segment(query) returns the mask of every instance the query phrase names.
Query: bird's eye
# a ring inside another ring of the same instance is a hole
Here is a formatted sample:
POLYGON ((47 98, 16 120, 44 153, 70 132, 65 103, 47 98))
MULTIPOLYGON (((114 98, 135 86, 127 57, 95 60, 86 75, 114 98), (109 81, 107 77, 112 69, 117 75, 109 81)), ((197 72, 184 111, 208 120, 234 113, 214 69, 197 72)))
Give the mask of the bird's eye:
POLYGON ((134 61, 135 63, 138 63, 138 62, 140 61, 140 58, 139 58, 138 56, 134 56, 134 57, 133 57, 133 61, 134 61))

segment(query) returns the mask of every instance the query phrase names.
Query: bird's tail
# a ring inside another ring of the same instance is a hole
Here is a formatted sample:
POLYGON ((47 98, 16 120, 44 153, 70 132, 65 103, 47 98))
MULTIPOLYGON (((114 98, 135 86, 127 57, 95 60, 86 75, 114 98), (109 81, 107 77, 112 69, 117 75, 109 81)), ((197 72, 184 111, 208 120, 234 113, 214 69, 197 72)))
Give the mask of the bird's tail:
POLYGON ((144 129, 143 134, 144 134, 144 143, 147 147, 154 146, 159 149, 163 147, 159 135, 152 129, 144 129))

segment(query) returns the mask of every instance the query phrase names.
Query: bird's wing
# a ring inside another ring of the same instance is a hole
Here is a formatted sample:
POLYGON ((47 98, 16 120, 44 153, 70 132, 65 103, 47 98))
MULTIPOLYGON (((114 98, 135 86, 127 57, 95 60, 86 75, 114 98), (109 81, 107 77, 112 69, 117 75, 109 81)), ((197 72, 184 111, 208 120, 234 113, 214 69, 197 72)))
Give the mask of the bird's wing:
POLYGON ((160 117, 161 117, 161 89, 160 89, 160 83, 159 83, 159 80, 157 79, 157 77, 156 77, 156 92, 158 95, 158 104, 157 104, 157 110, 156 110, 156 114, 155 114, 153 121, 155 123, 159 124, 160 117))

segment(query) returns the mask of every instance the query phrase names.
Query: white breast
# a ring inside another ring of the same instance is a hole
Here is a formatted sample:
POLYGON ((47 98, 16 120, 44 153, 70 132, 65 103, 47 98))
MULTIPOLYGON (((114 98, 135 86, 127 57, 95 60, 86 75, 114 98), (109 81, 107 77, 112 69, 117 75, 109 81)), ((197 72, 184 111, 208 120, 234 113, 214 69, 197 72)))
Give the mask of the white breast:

- EXERCISE GOAL -
Repeat the listing exactly, from its first line to its last.

- RESULT OF THIS EXERCISE -
segment(query) returns the mask of every instance the query phrase names.
Query: bird's eye
# a ring inside another ring of the same instance is a hole
Here is a formatted sample:
POLYGON ((47 98, 16 120, 44 153, 70 132, 65 103, 47 98))
MULTIPOLYGON (((114 98, 135 86, 127 57, 95 60, 86 75, 114 98), (109 81, 107 77, 112 69, 117 75, 109 81)), ((197 72, 184 111, 208 120, 234 113, 214 69, 197 72)))
Give the mask of the bird's eye:
POLYGON ((134 61, 135 63, 138 63, 138 62, 140 61, 140 58, 139 58, 138 56, 134 56, 134 57, 133 57, 133 61, 134 61))

segment(query) returns the mask of every instance the query phrase names.
Query: bird's tail
# a ring inside another ring of the same instance is a hole
Here is a formatted sample:
POLYGON ((47 98, 16 120, 44 153, 70 132, 65 103, 47 98))
MULTIPOLYGON (((114 98, 135 86, 127 57, 95 60, 86 75, 114 98), (109 81, 107 77, 112 69, 117 75, 109 81)), ((197 72, 184 111, 208 120, 234 113, 214 69, 197 72)))
Give the mask of the bird's tail:
POLYGON ((144 129, 143 134, 144 134, 144 143, 147 147, 154 146, 159 149, 163 147, 159 135, 152 129, 144 129))

segment(query) returns the mask of every instance the query phrase names.
Query: bird's wing
# a ring inside another ring of the same instance is a hole
Here is a formatted sample:
POLYGON ((47 98, 16 120, 44 153, 70 132, 65 103, 47 98))
MULTIPOLYGON (((114 98, 135 86, 127 57, 95 60, 86 75, 114 98), (109 81, 107 77, 112 69, 117 75, 109 81)), ((197 72, 184 111, 208 120, 234 113, 214 69, 197 72)))
Give the mask of the bird's wing:
POLYGON ((160 117, 161 117, 161 89, 160 89, 160 83, 159 83, 159 80, 157 79, 157 77, 156 77, 156 92, 158 95, 158 104, 157 104, 157 110, 156 110, 156 114, 155 114, 153 121, 155 123, 159 124, 160 117))

segment(query) returns the mask of every instance the query phrase names.
Query: white breast
# a ring inside another ring of the same instance is a hole
Here is a formatted sample:
POLYGON ((47 98, 16 120, 44 153, 70 132, 65 103, 47 98))
MULTIPOLYGON (((114 98, 135 86, 127 57, 95 60, 86 75, 114 98), (109 81, 107 77, 112 69, 117 75, 109 81)), ((197 72, 184 111, 208 120, 234 113, 214 69, 197 72)))
Give the mask of the white breast:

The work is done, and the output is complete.